=== PROMPT ===
Reproduce each of the following items verbatim, keeping every line as it stands.

START RECORDS TO USE

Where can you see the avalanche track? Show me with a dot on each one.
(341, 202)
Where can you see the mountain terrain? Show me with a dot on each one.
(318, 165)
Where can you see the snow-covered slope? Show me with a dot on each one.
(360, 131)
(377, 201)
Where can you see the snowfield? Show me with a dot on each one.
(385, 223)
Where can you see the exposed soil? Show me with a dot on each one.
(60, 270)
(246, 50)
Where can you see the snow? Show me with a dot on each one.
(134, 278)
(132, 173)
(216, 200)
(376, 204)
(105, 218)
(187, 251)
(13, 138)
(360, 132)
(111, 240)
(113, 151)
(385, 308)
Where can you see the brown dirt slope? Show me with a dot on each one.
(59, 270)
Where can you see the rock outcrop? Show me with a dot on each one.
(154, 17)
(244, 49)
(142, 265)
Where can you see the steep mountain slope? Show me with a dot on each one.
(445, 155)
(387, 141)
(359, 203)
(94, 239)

END RECORDS TO USE

=== ANSWER TO THIS EXERCISE ===
Where can you see the avalanche track? Show me with a dot on each one.
(341, 202)
Where can you see the mountain terrain? Show me with a dot on each one.
(318, 165)
Where can you see the snow-covered slope? Show me with a dot on each one.
(360, 131)
(377, 201)
Where can you see the snowfield? Show me with a dot on each one.
(385, 223)
Where can you see the exposed soil? Show me with a dot on each one.
(60, 270)
(246, 50)
Where can you see the snow? Show me with a dot on each one.
(134, 278)
(132, 173)
(216, 200)
(376, 204)
(105, 218)
(187, 251)
(13, 138)
(360, 132)
(111, 240)
(113, 151)
(385, 308)
Where can you see the brown dirt slope? Show me with a dot on each one.
(59, 270)
Where can you see the rock outcrop? Show me with a dot on each one.
(154, 17)
(244, 49)
(142, 265)
Where can you see the steep mountain slope? Show me with a dot on each one.
(445, 155)
(387, 141)
(359, 203)
(94, 239)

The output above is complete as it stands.